> Page text

*****

A recent large study of data from more than 200,000 US adults found that, after adjustment, participants who consumed the most UPFs, as defined by NOVA, were 11% more likely to develop cardiovascular disease (CVD) and 16% more likely to develop coronary heart disease (CHD) during the study period compared with those who consumed the least UPFs.
After researchers combined the results with those from 19 other studies, they found that participants who consumed the most UPFs were 17% more likely to develop CVD, 23% more likely to develop CHD, and 9% more likely to have a stroke compared with those who consumed fewest UPFs.
But that wasn’t the whole story. “Of note, divergent associations were observed for specific UPF groups in our cohorts,” the authors wrote. “Sugar-sweetened beverages, processed meats, and artificially sweetened beverages were associated with higher [cardiovascular disease] and [coronary heart disease] risk. Conversely, ultraprocessed savory snacks, cold cereals, and yogurt/dairy-based desserts were inversely associated with CVD and CHD risk. Ultra-processed bread and cold cereals were associated with lower stroke risk, and hard liquors with lower CHD risk.”
Similarly, a large study of data from the Nurses’ Health Study found that “high-quality meta-evidence shows that total UPF consumption is associated with higher T2D [type 2 diabetes] risk.” However, the authors wrote, among subgroups of UPFs, “cereals; dark and whole-grain breads; packaged sweet and savory snacks; fruit-based products; and yogurt and dairy-based desserts were associated with lower T2D risk.”
Moreover, in a proof-of-concept study, researchers developed a sample menu that included ≥80% calories from UPFs, as defined by NOVA, yet followed the recommendations for a healthy dietary pattern outlined in the 2020 Dietary Guidelines for Americans. A total of 91% of the calories ended up coming from UPFs, but the menu still scored 86 out of a possible 100 points on the 2015 Healthy Eating Index.
“This sample menu did not achieve a perfect score due primarily to excess sodium and an insufficient amount of whole grains,” the authors wrote. “This menu provided adequate amounts of all macro- and micro-nutrients, except vitamin D, vitamin E, and choline.”

*****

> Available data

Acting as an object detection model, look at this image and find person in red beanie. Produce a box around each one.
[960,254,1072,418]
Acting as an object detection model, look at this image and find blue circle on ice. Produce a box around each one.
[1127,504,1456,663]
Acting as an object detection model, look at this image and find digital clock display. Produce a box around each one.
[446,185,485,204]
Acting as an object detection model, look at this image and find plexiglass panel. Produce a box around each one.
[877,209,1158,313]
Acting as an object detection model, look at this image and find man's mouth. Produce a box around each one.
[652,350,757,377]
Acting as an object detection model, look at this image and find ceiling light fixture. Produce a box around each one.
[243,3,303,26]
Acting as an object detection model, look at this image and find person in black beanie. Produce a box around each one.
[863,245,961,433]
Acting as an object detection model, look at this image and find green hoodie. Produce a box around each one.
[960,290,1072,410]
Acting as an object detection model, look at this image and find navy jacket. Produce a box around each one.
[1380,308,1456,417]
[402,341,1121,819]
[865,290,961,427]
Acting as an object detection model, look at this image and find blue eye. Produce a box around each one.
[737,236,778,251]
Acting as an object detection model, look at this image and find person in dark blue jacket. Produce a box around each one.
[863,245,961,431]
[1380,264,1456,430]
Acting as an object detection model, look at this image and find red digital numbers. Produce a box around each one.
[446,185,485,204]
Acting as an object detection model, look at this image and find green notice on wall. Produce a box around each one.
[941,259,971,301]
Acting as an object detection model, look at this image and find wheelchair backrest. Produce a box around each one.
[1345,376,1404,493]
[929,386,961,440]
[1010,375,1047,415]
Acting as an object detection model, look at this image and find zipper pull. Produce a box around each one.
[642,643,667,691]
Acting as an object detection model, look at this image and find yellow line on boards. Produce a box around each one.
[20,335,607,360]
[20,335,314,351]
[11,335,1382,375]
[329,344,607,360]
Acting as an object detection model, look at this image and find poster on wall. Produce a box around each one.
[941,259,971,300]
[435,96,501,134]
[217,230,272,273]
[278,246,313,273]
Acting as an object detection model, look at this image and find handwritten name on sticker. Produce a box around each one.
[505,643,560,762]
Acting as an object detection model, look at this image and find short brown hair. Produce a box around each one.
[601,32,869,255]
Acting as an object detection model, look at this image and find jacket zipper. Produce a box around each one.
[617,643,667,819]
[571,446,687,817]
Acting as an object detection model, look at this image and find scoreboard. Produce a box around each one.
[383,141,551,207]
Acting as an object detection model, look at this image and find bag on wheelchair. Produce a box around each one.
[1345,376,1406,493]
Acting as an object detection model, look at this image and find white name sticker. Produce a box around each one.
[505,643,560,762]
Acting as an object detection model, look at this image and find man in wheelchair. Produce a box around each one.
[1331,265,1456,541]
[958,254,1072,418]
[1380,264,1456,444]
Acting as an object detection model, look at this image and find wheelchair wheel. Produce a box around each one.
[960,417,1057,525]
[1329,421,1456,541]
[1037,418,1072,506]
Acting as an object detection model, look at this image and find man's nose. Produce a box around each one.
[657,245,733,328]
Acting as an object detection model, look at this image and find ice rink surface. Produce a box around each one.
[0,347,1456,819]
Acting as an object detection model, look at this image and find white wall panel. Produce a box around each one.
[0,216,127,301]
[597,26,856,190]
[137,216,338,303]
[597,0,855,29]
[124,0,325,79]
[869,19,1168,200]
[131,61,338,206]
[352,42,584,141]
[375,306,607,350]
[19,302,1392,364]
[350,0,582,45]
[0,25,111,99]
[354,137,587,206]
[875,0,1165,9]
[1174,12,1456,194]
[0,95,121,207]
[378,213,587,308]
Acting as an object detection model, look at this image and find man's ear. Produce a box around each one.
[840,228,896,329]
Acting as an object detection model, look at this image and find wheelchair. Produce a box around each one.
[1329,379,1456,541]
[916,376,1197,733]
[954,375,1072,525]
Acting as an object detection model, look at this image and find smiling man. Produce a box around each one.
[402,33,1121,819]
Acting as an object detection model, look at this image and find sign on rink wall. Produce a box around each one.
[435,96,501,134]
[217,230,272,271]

*****

> What the task requires
Rewrite the passage on ultra-processed foods, starting with "A recent large" and going on through "consumed fewest UPFs.", substituting "subjects" for each occurrence of "participants". None of the entries matter here.

> Solved exercise
A recent large study of data from more than 200,000 US adults found that, after adjustment, subjects who consumed the most UPFs, as defined by NOVA, were 11% more likely to develop cardiovascular disease (CVD) and 16% more likely to develop coronary heart disease (CHD) during the study period compared with those who consumed the least UPFs.
After researchers combined the results with those from 19 other studies, they found that subjects who consumed the most UPFs were 17% more likely to develop CVD, 23% more likely to develop CHD, and 9% more likely to have a stroke compared with those who consumed fewest UPFs.